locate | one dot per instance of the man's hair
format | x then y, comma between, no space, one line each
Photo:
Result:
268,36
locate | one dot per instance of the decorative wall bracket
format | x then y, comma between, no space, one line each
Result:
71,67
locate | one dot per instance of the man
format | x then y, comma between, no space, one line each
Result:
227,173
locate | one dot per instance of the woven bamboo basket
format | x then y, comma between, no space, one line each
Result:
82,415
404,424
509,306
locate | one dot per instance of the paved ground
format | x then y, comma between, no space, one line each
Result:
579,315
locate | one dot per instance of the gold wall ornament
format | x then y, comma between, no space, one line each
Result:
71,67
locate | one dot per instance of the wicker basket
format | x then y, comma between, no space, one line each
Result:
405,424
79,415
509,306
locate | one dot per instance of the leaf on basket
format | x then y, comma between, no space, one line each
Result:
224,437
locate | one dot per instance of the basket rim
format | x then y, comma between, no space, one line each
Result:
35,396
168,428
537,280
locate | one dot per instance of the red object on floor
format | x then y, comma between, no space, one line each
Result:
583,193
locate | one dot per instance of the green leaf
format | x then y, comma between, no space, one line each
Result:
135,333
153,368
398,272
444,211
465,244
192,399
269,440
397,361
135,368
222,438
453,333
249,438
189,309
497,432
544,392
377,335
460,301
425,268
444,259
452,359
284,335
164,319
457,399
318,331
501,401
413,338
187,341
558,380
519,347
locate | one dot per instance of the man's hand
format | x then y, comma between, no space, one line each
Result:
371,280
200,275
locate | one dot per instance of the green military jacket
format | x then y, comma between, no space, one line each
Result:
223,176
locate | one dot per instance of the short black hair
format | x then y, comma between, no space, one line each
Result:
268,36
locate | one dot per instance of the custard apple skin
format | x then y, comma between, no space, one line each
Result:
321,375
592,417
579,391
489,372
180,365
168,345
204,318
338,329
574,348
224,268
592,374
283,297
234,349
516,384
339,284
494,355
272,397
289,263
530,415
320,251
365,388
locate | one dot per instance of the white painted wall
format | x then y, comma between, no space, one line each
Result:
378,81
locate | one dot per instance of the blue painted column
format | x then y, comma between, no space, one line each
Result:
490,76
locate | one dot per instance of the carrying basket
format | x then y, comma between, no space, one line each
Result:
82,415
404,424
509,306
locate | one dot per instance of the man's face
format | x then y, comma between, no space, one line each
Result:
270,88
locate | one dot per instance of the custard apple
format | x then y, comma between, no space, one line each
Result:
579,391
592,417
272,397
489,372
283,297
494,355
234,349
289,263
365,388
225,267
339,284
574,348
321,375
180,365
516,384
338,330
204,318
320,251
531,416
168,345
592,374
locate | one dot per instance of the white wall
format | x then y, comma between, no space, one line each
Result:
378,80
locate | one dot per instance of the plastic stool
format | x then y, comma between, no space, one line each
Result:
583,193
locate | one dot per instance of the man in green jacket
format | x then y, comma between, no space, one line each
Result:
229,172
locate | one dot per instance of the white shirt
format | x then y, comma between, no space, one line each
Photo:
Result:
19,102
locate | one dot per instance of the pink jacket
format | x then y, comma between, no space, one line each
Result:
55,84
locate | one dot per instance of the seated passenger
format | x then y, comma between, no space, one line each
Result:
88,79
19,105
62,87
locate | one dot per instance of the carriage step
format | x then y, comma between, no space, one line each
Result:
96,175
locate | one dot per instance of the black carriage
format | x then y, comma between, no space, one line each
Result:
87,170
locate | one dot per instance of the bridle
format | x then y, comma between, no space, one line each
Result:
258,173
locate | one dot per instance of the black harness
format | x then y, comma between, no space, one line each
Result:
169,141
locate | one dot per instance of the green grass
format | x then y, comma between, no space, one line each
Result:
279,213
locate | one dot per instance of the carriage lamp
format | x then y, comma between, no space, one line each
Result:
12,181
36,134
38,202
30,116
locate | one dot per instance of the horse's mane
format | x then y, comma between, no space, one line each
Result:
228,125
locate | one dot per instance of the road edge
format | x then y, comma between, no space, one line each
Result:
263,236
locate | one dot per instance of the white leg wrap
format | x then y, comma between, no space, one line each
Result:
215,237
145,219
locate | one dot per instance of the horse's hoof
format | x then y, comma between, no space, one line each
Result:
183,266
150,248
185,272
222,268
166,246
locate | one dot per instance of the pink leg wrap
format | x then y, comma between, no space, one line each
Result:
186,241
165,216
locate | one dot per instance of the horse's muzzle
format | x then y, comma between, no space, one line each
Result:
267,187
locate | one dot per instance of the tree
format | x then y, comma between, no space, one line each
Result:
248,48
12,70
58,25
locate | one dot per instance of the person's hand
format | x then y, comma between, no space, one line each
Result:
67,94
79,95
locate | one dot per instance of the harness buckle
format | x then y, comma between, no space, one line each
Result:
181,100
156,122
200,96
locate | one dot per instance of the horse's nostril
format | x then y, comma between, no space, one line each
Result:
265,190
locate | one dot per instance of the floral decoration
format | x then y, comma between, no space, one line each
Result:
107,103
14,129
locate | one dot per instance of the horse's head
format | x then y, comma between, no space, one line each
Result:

----

WORK REQUEST
Take every line above carrying "painted" and return it.

EXERCISE RESPONSE
locate | one dot per instance of the white painted wall
locate | one dot per instance of the blue painted column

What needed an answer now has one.